Fragmento del documento -
9. La amistad tiene, además, un inestimable valor social, pues contribuye a la armonía entre los miembros de las familias y a la creación de ambientes sociales más dignos de la persona humana. “Por vocación divina –nos escribe nuestro Padre– vivís en medio del mundo, compartiendo con los demás hombres –iguales a vosotros– alegrías y sinsabores, esfuerzos e ilusiones, afanes y aventuras. En vuestro recorrer los innumerables caminos de la tierra os habréis esforzado, porque a eso nos mueve nuestro espíritu, en convivir con todos, en relacionaros con todos, para contribuir a crear un ambiente de paz y de amistad”[22].
Este ambiente de amistad, que cada uno está llamado a llevar consigo, es fruto de la suma de muchos esfuerzos por hacer la vida agradable a los demás. Ganar en afabilidad, alegría, paciencia, optimismo, delicadeza, y en todas las virtudes que hacen amable la convivencia es importante para que las personas puedan sentirse acogidas y ser felices: Palabras dulces ganan muchos amigos, y el bien hablar multiplica las cortesías (Eclo 6,5). La lucha por mejorar el propio carácter es condición necesaria para que surjan más fácilmente relaciones de amistad.

Datos en bruto -

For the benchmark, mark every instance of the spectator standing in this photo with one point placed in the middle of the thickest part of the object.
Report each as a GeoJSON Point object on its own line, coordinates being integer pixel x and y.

Por hacer -
a) Responde según el texto sobre la amistad:
(i) ¿A qué contribuye la amistad por su valor social?
(ii) Según la cita del Eclesiástico, ¿qué ganan las palabras dulces?
(iii) ¿Qué se presenta como condición necesaria para que surjan más fácilmente relaciones de amistad?
b) ¿Puedes proseguir el texto sobre la amistad a partir de su última oración?

Respuestas por tarea -
a)
(i) Contribuye a la armonía entre los miembros de las familias y a la creación de ambientes sociales más dignos de la persona humana.
(ii) Ganan muchos amigos.
(iii) La lucha por mejorar el propio carácter.

b)
En cambio, ciertas maneras de expresarse pueden enturbiar o dificultar la creación de un ambiente de amistad. Por ejemplo, ser demasiado categórico al expresar la propia opinión, dar la apariencia de que pensamos que los propios planteamientos son los definitivos, o no interesarse activamente por lo que dicen los demás, son modos de actuar que encierran en uno mismo. En ocasiones, estos comportamientos manifiestan una incapacidad para distinguir lo opinable de lo que no lo es, o la dificultad para relativizar temas en los que las soluciones no son necesariamente únicas.
10. La preocupación cristiana por los demás nace precisamente de nuestra unión con Cristo y de nuestra identificación con la misión a la que Él nos ha llamado: “Somos para la muchedumbre: no estamos nunca encerrados, vivimos de cara a la multitud y tenemos metidas en el alma aquellas palabras de Jesucristo Nuestro Señor: me da compasión esta multitud, porque hace ya tres días que están conmigo, y no tienen qué comer (Mc 8,2)”[23].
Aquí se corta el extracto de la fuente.